== What you need to do ==
Please print the entries below exactly, from the line with "[ ] each coordinate written like point(457, 278)" through the line with "Indicate the man, one point per instance.", including both of those lines and leaving out all others.
^^^^^^^^^^^^^^^^
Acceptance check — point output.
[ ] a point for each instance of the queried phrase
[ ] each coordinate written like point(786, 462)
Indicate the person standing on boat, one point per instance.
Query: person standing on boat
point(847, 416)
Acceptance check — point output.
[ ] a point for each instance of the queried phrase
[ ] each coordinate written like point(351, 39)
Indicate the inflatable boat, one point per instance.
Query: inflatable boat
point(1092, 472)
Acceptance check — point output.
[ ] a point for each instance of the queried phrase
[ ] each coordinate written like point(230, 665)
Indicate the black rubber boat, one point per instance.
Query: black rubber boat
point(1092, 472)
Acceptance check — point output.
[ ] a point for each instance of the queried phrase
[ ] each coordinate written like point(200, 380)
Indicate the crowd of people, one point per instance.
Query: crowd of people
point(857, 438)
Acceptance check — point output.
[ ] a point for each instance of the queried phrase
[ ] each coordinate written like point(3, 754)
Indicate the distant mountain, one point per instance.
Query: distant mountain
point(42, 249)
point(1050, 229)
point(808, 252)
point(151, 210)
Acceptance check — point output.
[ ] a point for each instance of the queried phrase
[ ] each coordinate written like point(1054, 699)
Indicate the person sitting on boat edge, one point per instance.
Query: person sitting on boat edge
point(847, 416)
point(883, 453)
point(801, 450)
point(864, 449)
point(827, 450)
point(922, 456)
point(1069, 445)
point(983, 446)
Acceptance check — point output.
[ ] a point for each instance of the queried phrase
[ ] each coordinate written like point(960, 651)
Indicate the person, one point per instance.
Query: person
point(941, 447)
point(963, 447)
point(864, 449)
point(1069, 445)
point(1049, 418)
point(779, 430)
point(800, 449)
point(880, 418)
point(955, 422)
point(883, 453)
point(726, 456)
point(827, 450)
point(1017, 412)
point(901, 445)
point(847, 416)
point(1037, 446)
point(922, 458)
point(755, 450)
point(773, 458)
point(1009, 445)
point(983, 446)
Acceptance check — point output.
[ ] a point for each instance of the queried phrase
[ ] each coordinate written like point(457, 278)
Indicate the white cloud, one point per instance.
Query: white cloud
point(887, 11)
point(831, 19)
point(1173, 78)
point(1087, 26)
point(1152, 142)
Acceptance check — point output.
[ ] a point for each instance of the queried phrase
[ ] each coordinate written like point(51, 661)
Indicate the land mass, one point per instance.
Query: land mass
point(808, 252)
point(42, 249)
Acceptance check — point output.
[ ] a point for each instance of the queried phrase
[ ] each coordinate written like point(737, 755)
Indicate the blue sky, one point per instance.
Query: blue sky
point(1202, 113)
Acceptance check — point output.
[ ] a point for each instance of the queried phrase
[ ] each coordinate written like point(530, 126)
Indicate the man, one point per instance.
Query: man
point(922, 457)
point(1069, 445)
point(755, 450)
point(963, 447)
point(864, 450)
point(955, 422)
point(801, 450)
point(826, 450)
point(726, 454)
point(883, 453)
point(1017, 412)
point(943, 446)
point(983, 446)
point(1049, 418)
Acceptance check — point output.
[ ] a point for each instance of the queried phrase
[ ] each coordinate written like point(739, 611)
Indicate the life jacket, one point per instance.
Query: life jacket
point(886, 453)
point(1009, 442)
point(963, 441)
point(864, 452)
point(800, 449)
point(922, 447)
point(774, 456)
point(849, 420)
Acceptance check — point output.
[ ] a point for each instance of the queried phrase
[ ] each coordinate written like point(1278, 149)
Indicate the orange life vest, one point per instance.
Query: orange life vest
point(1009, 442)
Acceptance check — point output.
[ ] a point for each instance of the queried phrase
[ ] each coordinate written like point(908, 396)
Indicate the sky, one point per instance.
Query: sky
^^^^^^^^^^^^^^^^
== Answer to this problem ==
[ ] each coordinate written like point(457, 278)
Indicate the white cloud, one point per instance.
Query: white cloud
point(887, 11)
point(831, 19)
point(1173, 78)
point(1087, 26)
point(1152, 142)
Acceptance check — point output.
[ ] a point for each instance of the queried phrase
[ ] each coordinate written like point(51, 661)
Indicate the land mass, one point per instance.
Query: land mass
point(808, 252)
point(42, 249)
Acceptance check — point output.
[ ] a point for each instance of the queried phrase
[ ] each coordinate written like point(737, 755)
Indicate the blue sky, one point per instance.
Query: blue sky
point(1202, 113)
Acceptance check — point output.
[ ] a point for each instance of the queried phrase
[ ] each coordinate written like point(530, 126)
Indicate the man, one point per instance.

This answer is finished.